** BEGIN DATA FOR PROCESSING **

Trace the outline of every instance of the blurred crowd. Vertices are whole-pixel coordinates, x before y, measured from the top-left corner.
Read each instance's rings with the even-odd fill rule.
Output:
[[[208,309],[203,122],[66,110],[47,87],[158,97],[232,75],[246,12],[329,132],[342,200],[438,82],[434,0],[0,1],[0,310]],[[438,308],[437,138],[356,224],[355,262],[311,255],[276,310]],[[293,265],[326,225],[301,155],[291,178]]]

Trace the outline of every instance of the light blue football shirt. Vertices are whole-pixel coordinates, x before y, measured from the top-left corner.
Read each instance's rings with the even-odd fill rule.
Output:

** END DATA FOR PROCESSING **

» PROMPT
Copy every one of the lines above without changing anything.

» SOLVED EXERCISE
Trace the outline of every instance of the blurred crowd. Vertices are whole-pixel coordinates, x before y, measured from the top-left corner.
Read each instance's rings with the even-odd fill rule.
Output:
[[[208,309],[203,122],[66,110],[47,87],[158,97],[232,75],[246,12],[329,132],[342,200],[438,82],[434,0],[0,1],[0,310]],[[438,308],[437,138],[356,224],[355,262],[311,255],[276,310]],[[293,265],[326,225],[301,155],[291,178]]]

Trace the outline of every instance of the light blue football shirt. Vertices are whole-pixel coordinates, x before y, measured from the top-left corner.
Read each instance's rings with the even-odd fill rule.
Output:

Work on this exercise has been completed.